__TASK MATERIAL__
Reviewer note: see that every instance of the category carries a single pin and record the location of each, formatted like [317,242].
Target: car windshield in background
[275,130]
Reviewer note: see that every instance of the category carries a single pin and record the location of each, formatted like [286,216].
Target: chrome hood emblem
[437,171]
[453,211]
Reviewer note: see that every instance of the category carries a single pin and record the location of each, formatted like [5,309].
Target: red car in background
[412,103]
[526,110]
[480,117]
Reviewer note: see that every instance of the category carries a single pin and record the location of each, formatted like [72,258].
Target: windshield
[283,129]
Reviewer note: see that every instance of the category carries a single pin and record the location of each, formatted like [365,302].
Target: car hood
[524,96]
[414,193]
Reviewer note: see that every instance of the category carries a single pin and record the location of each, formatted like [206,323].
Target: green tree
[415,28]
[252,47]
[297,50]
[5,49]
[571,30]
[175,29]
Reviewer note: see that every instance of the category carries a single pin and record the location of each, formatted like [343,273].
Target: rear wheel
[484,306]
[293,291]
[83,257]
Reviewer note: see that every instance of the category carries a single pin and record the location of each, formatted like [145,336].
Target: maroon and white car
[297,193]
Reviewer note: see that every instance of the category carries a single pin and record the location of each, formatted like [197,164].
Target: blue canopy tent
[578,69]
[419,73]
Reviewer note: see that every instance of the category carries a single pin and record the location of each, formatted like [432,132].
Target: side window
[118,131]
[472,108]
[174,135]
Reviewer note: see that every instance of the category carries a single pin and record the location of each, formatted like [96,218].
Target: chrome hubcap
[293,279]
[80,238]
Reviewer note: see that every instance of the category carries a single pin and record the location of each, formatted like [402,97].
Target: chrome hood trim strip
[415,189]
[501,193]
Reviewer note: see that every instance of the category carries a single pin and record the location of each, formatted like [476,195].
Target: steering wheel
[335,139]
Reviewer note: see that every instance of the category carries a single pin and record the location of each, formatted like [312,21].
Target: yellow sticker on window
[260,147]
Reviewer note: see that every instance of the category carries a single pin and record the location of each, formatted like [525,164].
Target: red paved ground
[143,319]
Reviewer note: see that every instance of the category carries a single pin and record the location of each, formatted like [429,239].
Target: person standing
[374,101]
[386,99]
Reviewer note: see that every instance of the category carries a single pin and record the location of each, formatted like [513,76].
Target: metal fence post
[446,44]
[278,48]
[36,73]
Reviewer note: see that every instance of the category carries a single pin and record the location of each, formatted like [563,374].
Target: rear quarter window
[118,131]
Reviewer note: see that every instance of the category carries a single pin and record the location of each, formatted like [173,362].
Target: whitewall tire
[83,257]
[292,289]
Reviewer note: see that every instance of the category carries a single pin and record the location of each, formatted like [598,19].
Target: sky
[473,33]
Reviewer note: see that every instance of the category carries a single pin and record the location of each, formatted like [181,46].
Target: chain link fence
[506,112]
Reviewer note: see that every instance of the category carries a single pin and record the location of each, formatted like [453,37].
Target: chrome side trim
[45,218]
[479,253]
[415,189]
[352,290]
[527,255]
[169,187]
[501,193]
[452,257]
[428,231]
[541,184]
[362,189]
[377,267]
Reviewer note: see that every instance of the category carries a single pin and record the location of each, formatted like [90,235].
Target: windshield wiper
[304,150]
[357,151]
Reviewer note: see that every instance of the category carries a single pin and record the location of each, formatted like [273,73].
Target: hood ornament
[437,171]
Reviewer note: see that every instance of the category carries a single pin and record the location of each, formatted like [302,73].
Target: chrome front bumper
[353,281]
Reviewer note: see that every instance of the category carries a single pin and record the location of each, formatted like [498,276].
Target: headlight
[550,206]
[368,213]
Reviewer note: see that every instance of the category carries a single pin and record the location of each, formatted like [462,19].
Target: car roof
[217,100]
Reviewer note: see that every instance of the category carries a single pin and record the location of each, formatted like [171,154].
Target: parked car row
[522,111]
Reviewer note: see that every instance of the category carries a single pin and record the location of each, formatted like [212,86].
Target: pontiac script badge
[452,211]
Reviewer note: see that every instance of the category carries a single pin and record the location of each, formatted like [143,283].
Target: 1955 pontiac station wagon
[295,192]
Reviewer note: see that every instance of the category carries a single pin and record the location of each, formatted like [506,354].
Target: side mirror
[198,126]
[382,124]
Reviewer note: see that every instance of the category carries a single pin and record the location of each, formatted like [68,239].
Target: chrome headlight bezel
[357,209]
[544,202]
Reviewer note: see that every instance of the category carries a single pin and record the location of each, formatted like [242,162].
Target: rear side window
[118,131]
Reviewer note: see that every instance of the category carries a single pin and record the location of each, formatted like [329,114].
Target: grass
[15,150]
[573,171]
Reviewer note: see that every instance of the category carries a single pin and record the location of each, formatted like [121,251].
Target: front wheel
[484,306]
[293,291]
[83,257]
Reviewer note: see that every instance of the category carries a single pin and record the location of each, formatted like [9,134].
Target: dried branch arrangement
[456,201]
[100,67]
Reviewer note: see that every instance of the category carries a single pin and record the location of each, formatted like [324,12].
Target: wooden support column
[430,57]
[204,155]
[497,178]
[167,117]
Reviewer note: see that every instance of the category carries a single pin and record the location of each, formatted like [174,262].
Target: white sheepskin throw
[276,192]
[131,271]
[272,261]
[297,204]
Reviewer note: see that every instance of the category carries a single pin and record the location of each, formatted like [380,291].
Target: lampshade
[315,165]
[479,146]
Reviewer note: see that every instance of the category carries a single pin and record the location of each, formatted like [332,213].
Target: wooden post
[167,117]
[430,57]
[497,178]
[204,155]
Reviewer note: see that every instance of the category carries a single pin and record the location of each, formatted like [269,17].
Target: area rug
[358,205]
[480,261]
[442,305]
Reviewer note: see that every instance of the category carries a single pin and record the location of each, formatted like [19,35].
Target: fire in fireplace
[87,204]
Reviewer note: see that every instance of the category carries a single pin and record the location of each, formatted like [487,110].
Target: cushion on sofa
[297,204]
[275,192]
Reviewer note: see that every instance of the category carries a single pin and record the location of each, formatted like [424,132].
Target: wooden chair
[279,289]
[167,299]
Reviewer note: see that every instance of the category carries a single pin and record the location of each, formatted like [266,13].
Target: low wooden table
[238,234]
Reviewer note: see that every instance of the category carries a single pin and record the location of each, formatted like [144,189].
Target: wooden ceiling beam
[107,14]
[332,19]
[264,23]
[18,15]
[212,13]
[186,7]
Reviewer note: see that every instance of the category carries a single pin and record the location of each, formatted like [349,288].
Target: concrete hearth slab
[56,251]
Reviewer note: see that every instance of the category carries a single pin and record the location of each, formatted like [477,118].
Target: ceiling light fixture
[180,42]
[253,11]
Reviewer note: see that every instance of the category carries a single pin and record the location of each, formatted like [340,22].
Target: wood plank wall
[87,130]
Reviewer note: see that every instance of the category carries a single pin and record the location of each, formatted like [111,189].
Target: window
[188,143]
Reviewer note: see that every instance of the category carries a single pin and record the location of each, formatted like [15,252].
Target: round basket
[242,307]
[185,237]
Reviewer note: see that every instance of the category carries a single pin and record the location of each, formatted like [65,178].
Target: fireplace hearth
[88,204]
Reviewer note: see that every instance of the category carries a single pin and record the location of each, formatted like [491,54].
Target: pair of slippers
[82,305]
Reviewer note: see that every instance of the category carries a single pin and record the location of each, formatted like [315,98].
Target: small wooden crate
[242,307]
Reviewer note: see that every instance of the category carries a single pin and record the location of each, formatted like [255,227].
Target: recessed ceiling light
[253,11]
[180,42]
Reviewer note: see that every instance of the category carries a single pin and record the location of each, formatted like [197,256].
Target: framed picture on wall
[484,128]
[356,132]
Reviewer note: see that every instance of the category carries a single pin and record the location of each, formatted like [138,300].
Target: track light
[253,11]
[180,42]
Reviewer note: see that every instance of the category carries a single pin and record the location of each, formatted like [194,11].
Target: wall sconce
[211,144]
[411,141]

* * *

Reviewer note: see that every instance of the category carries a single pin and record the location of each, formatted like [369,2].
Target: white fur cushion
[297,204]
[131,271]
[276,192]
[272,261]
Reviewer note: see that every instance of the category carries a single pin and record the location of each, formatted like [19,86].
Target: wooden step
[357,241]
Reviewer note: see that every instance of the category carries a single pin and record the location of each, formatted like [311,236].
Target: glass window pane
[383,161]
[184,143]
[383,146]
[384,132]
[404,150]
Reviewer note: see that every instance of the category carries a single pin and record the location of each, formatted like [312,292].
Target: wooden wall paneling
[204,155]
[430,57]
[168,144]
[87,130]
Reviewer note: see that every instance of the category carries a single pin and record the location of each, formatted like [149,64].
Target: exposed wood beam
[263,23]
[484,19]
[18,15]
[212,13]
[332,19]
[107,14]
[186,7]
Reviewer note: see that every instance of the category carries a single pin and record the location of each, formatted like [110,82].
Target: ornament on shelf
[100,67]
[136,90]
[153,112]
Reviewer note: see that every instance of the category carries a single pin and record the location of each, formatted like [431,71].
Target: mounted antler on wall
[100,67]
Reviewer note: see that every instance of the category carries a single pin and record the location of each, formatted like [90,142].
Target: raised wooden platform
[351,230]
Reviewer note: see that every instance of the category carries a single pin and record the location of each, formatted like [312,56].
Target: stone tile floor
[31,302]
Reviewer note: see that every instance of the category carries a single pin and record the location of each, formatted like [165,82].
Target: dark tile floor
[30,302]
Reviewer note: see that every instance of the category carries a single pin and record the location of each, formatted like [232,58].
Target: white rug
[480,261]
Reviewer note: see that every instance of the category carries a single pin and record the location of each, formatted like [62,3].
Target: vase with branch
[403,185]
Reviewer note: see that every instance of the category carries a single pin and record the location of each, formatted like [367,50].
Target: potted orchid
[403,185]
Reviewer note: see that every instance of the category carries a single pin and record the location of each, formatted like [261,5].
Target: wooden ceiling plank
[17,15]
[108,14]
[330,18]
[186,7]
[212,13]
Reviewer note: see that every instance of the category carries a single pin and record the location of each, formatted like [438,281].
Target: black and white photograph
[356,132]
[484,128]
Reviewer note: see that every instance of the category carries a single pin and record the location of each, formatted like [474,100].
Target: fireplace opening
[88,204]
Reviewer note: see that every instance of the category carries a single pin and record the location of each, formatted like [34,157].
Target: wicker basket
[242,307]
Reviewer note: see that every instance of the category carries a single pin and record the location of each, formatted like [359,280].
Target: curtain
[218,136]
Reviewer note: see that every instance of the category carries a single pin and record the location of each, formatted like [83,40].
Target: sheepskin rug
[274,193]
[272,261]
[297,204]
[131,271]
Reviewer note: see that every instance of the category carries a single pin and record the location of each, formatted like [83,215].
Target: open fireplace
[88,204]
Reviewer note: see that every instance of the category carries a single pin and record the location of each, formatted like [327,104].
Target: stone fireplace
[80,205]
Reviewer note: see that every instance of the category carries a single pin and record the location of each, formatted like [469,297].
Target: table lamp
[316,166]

__WHAT YOU ARE ASKED TO DO__
In the records above, find the line with "formatted like [65,178]."; write out exactly that line and each one after it, stopping after the line with "formatted like [315,98].".

__RESULT__
Reviewer note: see that every instance of the category carries a single pin and record the location of each, formatted like [65,178].
Target: fireplace hearth
[88,204]
Reviewer note: see that every instance of the category carries a single pin and record the location of each, formatted like [491,54].
Target: pair of slippers
[82,305]
Reviewer note: see that every instance of the category carries a single pin and record the location of each, formatted like [315,98].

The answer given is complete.